#### THE PROBLEM:
For the records below, output each line exactly as it appears, from the first through the line with "The component shall identify every instance of the red sign".

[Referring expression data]
□ □ □ □ □

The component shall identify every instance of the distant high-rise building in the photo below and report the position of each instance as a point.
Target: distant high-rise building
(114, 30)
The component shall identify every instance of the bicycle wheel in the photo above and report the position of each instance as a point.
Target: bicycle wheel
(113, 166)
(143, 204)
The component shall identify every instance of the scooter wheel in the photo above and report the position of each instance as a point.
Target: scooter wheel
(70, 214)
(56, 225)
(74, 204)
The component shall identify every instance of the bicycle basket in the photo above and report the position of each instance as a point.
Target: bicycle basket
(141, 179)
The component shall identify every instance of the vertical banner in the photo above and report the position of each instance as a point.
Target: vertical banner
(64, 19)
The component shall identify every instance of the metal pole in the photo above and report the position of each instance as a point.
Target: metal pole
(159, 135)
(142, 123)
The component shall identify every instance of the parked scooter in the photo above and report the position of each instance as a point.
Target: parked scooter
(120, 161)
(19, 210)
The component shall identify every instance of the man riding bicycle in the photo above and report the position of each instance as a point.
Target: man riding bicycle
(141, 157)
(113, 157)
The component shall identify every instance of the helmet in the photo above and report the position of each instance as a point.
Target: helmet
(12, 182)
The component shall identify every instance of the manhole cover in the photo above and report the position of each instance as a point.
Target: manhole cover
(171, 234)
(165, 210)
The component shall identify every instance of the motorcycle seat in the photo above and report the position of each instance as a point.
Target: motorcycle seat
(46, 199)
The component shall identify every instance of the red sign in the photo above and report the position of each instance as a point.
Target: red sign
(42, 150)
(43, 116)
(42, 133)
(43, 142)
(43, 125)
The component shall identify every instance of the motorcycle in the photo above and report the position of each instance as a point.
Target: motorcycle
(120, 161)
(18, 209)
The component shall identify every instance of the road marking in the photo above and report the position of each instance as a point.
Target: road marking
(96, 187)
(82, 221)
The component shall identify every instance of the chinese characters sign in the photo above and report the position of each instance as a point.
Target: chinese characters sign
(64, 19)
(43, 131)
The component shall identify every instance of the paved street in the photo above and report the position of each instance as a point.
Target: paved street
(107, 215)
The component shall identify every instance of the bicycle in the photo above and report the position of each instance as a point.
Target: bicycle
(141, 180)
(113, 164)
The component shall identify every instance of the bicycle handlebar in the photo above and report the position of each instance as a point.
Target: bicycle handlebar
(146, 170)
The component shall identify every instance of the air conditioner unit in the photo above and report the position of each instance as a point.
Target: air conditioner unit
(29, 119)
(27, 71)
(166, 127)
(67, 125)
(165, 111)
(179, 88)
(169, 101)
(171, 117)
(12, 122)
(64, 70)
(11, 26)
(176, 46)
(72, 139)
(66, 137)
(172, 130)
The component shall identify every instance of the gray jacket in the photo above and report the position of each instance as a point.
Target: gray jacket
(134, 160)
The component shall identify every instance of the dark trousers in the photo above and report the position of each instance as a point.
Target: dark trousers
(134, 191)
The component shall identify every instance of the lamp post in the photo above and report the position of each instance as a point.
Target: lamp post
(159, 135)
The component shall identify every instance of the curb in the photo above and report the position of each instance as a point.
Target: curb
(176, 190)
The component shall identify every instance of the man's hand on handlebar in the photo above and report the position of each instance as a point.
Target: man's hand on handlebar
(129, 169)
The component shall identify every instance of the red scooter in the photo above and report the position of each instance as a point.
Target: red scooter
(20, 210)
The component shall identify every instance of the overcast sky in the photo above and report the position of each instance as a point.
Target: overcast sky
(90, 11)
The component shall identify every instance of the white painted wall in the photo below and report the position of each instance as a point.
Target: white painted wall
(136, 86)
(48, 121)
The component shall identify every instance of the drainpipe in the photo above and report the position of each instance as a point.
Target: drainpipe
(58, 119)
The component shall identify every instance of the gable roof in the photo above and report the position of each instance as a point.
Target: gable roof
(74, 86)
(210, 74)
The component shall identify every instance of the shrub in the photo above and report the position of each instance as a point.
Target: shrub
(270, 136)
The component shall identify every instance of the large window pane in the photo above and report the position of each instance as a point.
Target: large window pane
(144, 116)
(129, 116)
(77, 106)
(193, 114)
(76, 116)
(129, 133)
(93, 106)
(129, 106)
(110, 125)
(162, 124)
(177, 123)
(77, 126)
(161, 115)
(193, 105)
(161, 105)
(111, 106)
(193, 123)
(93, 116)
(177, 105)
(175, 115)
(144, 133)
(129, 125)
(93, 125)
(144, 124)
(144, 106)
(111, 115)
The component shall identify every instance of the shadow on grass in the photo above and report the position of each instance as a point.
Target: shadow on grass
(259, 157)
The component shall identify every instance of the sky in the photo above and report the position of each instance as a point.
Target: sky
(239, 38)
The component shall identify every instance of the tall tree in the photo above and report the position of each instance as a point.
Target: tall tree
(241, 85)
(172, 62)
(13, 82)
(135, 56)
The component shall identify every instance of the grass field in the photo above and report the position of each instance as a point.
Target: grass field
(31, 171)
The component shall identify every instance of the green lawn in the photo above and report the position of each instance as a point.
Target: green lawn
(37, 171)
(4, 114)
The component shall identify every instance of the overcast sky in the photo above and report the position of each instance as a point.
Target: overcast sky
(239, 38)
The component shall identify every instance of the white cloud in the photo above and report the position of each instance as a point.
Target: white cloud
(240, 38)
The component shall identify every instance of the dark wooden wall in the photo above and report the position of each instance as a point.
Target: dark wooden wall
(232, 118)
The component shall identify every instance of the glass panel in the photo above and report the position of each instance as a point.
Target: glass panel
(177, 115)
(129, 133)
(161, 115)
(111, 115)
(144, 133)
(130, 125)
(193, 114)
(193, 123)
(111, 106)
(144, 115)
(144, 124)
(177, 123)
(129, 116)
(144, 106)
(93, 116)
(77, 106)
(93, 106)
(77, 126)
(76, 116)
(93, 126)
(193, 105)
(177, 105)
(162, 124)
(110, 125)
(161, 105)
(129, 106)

□ □ □ □ □

#### TASK OUTPUT:
The component shall identify every instance of the distant high-rise building in the photo below and report the position of each instance as a point.
Target: distant high-rise building
(114, 30)
The component shall identify every instance of the bicycle wheel in the photo above and report the position of each instance as a point.
Target: bicycle wheel
(113, 166)
(143, 204)
The component shall identify every instance of the scooter wheel in the photo above and report the position of each instance as a point.
Target: scooter wheel
(70, 214)
(56, 225)
(74, 204)
The component shall identify every instance of the bicycle basket in the photo above and report the position of each instance as a point.
Target: bicycle basket
(141, 179)
The component shall identify every instance of the vertical banner in the photo above and report the position of each instance as a point.
Target: vertical banner
(64, 19)
The component shall identify every instance of the metal pole in the photo above and report the position of each instance as a point.
Target: metal pole
(159, 135)
(142, 123)
The component shall identify every instance of the parked scooter in the photo above and report the position of each instance as a point.
Target: parked scooter
(120, 161)
(19, 210)
The component shall identify every instance of the man riding bicycle in the photo above and report the position of each instance as a point.
Target: man riding bicycle
(141, 157)
(113, 157)
The component shall identify every instance of the helmet in the photo above and report the position of each instance as a point.
Target: helmet
(12, 182)
The component shall identify every instance of the manhole cover in the photo above and report the position of each instance as a point.
Target: manhole cover
(171, 234)
(165, 210)
The component shall identify every instance of the motorcycle seat in the photo above and report the position of each instance as a point.
Target: motorcycle seat
(46, 199)
The component shall identify every instance of the red sign in the photo above and report the position of each instance as a point.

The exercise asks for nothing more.